> _Source records_:
**********
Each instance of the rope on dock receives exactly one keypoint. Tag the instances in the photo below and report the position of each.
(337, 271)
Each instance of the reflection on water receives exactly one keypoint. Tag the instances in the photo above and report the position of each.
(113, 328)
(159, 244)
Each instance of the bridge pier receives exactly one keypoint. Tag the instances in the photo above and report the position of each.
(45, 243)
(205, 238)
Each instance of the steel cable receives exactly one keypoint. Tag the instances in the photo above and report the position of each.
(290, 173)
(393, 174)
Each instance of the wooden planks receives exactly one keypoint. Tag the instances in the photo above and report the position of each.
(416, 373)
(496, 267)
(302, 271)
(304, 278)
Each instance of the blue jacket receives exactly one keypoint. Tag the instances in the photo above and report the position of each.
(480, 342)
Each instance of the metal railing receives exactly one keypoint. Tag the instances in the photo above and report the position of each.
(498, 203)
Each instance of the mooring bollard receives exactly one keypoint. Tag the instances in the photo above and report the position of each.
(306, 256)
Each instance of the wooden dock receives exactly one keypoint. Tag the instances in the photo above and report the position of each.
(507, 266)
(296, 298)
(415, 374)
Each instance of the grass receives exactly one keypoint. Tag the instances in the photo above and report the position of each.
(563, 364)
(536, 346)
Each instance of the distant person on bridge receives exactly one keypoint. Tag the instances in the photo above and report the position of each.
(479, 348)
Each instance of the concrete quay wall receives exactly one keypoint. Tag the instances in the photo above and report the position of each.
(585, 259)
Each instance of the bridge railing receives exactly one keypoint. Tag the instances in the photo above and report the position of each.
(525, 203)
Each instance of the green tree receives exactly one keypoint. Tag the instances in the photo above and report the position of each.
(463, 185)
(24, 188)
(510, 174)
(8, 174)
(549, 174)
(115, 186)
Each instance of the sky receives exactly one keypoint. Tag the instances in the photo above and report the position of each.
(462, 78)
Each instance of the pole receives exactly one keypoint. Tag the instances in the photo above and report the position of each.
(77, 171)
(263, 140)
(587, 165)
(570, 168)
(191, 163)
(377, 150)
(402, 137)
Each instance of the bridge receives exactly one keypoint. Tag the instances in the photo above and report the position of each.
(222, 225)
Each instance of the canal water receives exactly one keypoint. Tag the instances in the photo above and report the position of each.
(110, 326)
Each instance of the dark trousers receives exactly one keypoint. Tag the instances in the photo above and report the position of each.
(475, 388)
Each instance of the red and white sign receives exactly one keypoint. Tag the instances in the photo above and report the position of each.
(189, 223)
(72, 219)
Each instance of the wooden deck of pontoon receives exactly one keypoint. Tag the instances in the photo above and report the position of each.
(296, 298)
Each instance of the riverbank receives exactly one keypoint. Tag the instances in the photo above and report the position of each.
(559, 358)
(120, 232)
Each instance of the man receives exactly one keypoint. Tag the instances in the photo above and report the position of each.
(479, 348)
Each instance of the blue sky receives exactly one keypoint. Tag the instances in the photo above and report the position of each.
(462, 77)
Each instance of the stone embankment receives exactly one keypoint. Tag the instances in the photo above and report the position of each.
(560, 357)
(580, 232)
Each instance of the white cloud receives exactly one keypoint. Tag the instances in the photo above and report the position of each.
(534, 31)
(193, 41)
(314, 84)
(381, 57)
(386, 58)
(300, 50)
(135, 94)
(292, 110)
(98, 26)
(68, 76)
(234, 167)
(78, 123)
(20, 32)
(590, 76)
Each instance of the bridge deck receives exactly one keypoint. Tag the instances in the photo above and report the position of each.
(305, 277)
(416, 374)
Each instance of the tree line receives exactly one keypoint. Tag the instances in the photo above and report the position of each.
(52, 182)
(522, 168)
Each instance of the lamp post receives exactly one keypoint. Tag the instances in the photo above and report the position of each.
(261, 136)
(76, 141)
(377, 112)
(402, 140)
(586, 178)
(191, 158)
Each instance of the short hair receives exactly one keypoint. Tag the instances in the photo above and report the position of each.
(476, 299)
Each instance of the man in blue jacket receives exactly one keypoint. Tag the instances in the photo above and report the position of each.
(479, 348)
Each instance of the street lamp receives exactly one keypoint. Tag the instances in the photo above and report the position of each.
**********
> _Task requirements_: After reading the lines above, reproduce them all exactly.

> _Task result_:
Each instance of the rope on dock receives exactly one keypoint. Tag the instances in the photo below and report the position of each.
(337, 271)
Each instance of the reflection on water receives exactly one keypoint. Tag the instances in the photo above and report the position of each.
(113, 328)
(159, 244)
Each instance of the bridge pier receives exactly one keypoint. Tag the instances in the photo above and report the position of each.
(45, 243)
(205, 238)
Each instance of the steel cable receives exactly one keypoint. Tag the instances in the photo above and report the position of each.
(290, 173)
(393, 174)
Each instance of the wooden planks receives exactly one keypoint. Tag the instances in the photo above and report the position of each.
(416, 373)
(496, 267)
(302, 271)
(304, 278)
Each instance of the blue jacket receives exactly one keypoint. Tag the instances in the photo above and report the position of each.
(480, 342)
Each instance of the metal railing receives exactly one keypoint. Tag the instances in the photo above and report the position of each.
(498, 203)
Each instance of the mooring bollard receives exactly one keypoint. Tag the instances in the photo above and report the position of each.
(306, 256)
Each instance of the wooden dock receives exactly one keypoint. Tag the instances in the photo above and report the position of each.
(507, 266)
(296, 298)
(415, 374)
Each instance of the grass receives exactly one keypoint. Tag the instances in the photo above and report the position of each.
(563, 364)
(536, 346)
Each instance of the distant person on bridge receives exactly one keypoint. Tag the instances in the photo above and report the position of each.
(479, 348)
Each instance of the concrete quay wall receives exactly one keypoint. Tag the instances in the photo above and report the position of each.
(585, 259)
Each instance of the bridge railing receives exactly one keypoint. Tag the instances in the photo above and report the position of each.
(525, 203)
Each instance of the green tree receives exactly one keypoint. Tag the instances in the photo above and report the position of each.
(463, 185)
(24, 188)
(510, 174)
(8, 174)
(549, 174)
(115, 186)
Each instance of the sky receives exactly one keypoint. Tag the instances in the photo above and report the position of each.
(462, 78)
Each instance of the pole receives exactly one keypoint. Tag the instances in the photo above and report the position of each.
(77, 171)
(263, 140)
(587, 165)
(570, 168)
(191, 163)
(377, 150)
(402, 137)
Each instance of the bridge receives exactly one keypoint. Tag the instances in the photo above and report the position of each.
(222, 225)
Each instance of the canal water receives exactly one keypoint. Tag the instances in the photo above and report the position of each.
(110, 326)
Each instance of the dark trousers receives exactly one keypoint. Tag the instances in the photo above and report the position of each.
(475, 388)
Each instance of the red and white sign receives exactly one keypoint. Tag the instances in the photo above and report the position of each.
(189, 223)
(72, 219)
Each instance of the wooden deck of pontoon receives exactly one keypoint. Tag the instances in the photo above and report the position of each.
(296, 298)
Each instance of the riverbank receives exactly one keypoint. Tag the instances in the photo above and report the position of each.
(559, 358)
(120, 232)
Each instance of the man receives exactly one keypoint. Tag the instances in the photo above and report the position of each.
(479, 348)
Each instance of the blue sky receives exactly one keypoint. Tag the instances in the photo above and report the position of each.
(462, 77)
Each instance of the stone embankment receives exactly one keypoint. Tag the instances in the photo above and report the position of each.
(560, 357)
(580, 232)
Each instance of the white cloud receives exactly one keypoint. Tag the instances in the photo above and report the position of each.
(534, 31)
(193, 41)
(314, 84)
(381, 57)
(386, 58)
(300, 50)
(135, 94)
(292, 110)
(98, 26)
(68, 76)
(234, 167)
(78, 123)
(20, 32)
(590, 76)
Each instance of the bridge deck receives exactly one keypoint. Tag the instances in the photo above and report the position of each.
(305, 277)
(416, 374)
Each instance of the tree line receives exactly one keypoint. Tag the instances in the photo above and report the position of each.
(52, 182)
(522, 168)
Each instance of the lamp post receives exactly one keypoint. Tag the instances in the photo above and report the position of each.
(261, 136)
(76, 141)
(377, 112)
(402, 140)
(586, 178)
(191, 158)
Each instance of the short hair receives exactly one keypoint. Tag the instances in the photo above and report the position of each.
(476, 299)
Each instance of the man in blue jacket receives exactly one keypoint. Tag the instances in the photo above and report the position of each.
(479, 348)
Each instance of the street lamp receives exactly one keypoint. Tag the instances in the photo above and report the position of each.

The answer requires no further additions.